*TEXT SECTION*:
● ● ● ● ●
Ordered mine at 6:00 AM on the day pricing was announced from B&H and still haven't heard anything...


----------



## jdramirez (Apr 29, 2014)

Please share... It is all very exciting.


----------



## wickidwombat (Apr 29, 2014)

jdramirez said:


> Please share... It is all very exciting.



check the lens gallary


----------



## jdramirez (Apr 29, 2014)

wickidwombat said:


> jdramirez said:
> 
> 
> > Please share... It is all very exciting.
> ...


After work. I'll stress my bandwidth to its limits.


----------



## jdramirez (Apr 29, 2014)

Actually... I don't care about 50L v 50 art as much as I care about 50 art v 85L mkii.

So if anyone wants to compare those...


----------



## wickidwombat (Apr 29, 2014)

jdramirez said:


> Actually... I don't care about 50L v 50 art as much as I care about 50 art v 85L mkii.
> 
> So if anyone wants to compare those...



well i have the 85 sigma

at 1.4 the 50 art easily beats it and i think the bokeh is better
I feel there is not a significant difference in sharpness between the 85L II and the 85 sigma but the 85L II has better bokeh. I think the 50 art bokeh is pretty awesome to be honest this lens is a bokeh monster


----------



## aalbert (Apr 30, 2014)

As of today, here is B&H's update - _"I am sorry but at this time the manufacturer has not given us a delivery date for this lens "_ that they sent me in response to an online query about the status of this lens.


----------



## JustMeOregon (Apr 30, 2014)

How does the focus-consistency feel? Anything like TDP's 40% miss-rate?


----------



## wickidwombat (Apr 30, 2014)

JustMeOregon said:


> How does the focus-consistency feel? Anything like TDP's 40% miss-rate?



nothing like 40% maybe 20% in really bad light but thats common on most lenses


----------



## Dylan777 (Apr 30, 2014)

jdramirez said:


> Actually... I don't care about 50L v 50 art as much as I care about 50 art v 85L mkii.
> 
> So if anyone wants to compare those...



Sounds like apple Vs orange


----------



## adhocphotographer (Apr 30, 2014)

Dylan777 said:


> jdramirez said:
> 
> 
> > Actually... I don't care about 50L v 50 art as much as I care about 50 art v 85L mkii.
● ● ● ● ●
*RECORDS FOR THIS TASK*:
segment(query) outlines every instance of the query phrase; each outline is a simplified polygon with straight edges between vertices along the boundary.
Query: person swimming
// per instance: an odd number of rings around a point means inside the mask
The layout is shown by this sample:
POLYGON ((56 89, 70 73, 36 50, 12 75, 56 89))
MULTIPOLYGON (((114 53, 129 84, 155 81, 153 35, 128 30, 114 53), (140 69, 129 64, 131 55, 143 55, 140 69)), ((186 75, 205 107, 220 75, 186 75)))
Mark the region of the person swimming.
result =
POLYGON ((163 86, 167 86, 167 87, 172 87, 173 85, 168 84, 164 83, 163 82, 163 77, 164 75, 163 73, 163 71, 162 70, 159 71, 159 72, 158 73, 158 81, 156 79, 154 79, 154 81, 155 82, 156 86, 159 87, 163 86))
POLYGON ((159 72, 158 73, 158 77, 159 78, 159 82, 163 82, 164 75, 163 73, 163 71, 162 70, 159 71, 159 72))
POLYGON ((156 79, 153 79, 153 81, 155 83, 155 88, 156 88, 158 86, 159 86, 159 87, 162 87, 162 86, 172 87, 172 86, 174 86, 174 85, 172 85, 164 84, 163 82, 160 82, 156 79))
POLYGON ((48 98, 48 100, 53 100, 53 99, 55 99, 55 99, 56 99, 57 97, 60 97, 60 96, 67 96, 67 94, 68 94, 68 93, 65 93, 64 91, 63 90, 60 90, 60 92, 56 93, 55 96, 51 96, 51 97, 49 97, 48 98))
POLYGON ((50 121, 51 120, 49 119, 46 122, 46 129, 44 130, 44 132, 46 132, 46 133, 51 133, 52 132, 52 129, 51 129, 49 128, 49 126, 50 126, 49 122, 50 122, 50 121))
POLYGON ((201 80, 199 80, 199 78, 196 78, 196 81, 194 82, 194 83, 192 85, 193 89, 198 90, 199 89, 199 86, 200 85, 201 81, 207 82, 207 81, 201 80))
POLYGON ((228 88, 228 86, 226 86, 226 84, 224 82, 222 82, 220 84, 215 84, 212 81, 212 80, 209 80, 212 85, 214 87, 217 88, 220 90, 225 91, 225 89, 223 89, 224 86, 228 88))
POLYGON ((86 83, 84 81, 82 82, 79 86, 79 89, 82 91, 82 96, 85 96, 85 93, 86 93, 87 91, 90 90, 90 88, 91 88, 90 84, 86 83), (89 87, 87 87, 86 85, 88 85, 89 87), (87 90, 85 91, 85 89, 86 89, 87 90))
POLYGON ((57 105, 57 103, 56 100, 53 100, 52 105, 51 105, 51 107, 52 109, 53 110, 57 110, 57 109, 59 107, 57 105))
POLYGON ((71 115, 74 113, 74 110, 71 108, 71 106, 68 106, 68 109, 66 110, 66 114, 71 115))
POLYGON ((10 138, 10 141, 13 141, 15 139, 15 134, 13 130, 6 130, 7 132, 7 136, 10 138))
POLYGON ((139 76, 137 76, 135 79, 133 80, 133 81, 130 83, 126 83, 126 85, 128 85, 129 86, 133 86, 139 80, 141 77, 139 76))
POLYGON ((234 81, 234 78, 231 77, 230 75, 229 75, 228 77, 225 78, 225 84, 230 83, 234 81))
● ● ● ● ●
*WHAT THIS EXERCISE ASKS*:
a - In the lens forum thread, what autofocus miss rate does wickidwombat estimate for the 50 art in really bad light?
b - Copy out the rows verbatim, from their first line down to the line containing "POLYGON ((71 115, 74", with both of those lines included.
The forum thread and the rows were taken from separate sources.

*ANSWERS FOR THIS EXERCISE*:
a - Maybe 20%.

b -
segment(query) outlines every instance of the query phrase; each outline is a simplified polygon with straight edges between vertices along the boundary.
Query: person swimming
// per instance: an odd number of rings around a point means inside the mask
The layout is shown by this sample:
POLYGON ((56 89, 70 73, 36 50, 12 75, 56 89))
MULTIPOLYGON (((114 53, 129 84, 155 81, 153 35, 128 30, 114 53), (140 69, 129 64, 131 55, 143 55, 140 69)), ((186 75, 205 107, 220 75, 186 75)))
Mark the region of the person swimming.
result =
POLYGON ((163 86, 167 86, 167 87, 172 87, 173 85, 168 84, 164 83, 163 82, 163 77, 164 75, 163 73, 163 71, 162 70, 159 71, 159 72, 158 73, 158 81, 156 79, 154 79, 154 81, 155 82, 156 86, 159 87, 163 86))
POLYGON ((159 72, 158 73, 158 77, 159 78, 159 82, 163 82, 164 75, 163 73, 163 71, 162 70, 159 71, 159 72))
POLYGON ((156 79, 153 79, 153 81, 155 83, 155 88, 156 88, 158 86, 159 86, 159 87, 162 87, 162 86, 172 87, 172 86, 174 86, 174 85, 172 85, 164 84, 163 82, 160 82, 156 79))
POLYGON ((48 98, 48 100, 53 100, 53 99, 55 99, 55 99, 56 99, 57 97, 60 97, 60 96, 67 96, 67 94, 68 94, 68 93, 65 93, 64 91, 63 90, 60 90, 60 92, 56 93, 55 96, 51 96, 51 97, 49 97, 48 98))
POLYGON ((50 121, 51 120, 49 119, 46 122, 46 129, 44 130, 44 132, 46 132, 46 133, 51 133, 52 132, 52 129, 51 129, 49 128, 49 126, 50 126, 49 122, 50 122, 50 121))
POLYGON ((201 80, 199 80, 199 78, 196 78, 196 81, 194 82, 194 83, 192 85, 193 89, 198 90, 199 89, 199 86, 200 85, 201 81, 207 82, 207 81, 201 80))
POLYGON ((228 88, 228 86, 226 86, 226 84, 224 82, 222 82, 220 84, 215 84, 212 81, 212 80, 209 80, 212 85, 214 87, 217 88, 220 90, 225 91, 225 89, 223 89, 224 86, 228 88))
POLYGON ((86 83, 84 81, 82 82, 79 86, 79 89, 82 91, 82 96, 85 96, 85 93, 86 93, 87 91, 90 90, 90 88, 91 88, 90 84, 86 83), (89 87, 87 87, 86 85, 88 85, 89 87), (87 90, 85 91, 85 89, 86 89, 87 90))
POLYGON ((57 105, 57 103, 56 100, 53 100, 52 105, 51 105, 51 107, 52 109, 53 110, 57 110, 57 109, 59 107, 57 105))
POLYGON ((71 115, 74 113, 74 110, 71 108, 71 106, 68 106, 68 109, 66 110, 66 114, 71 115))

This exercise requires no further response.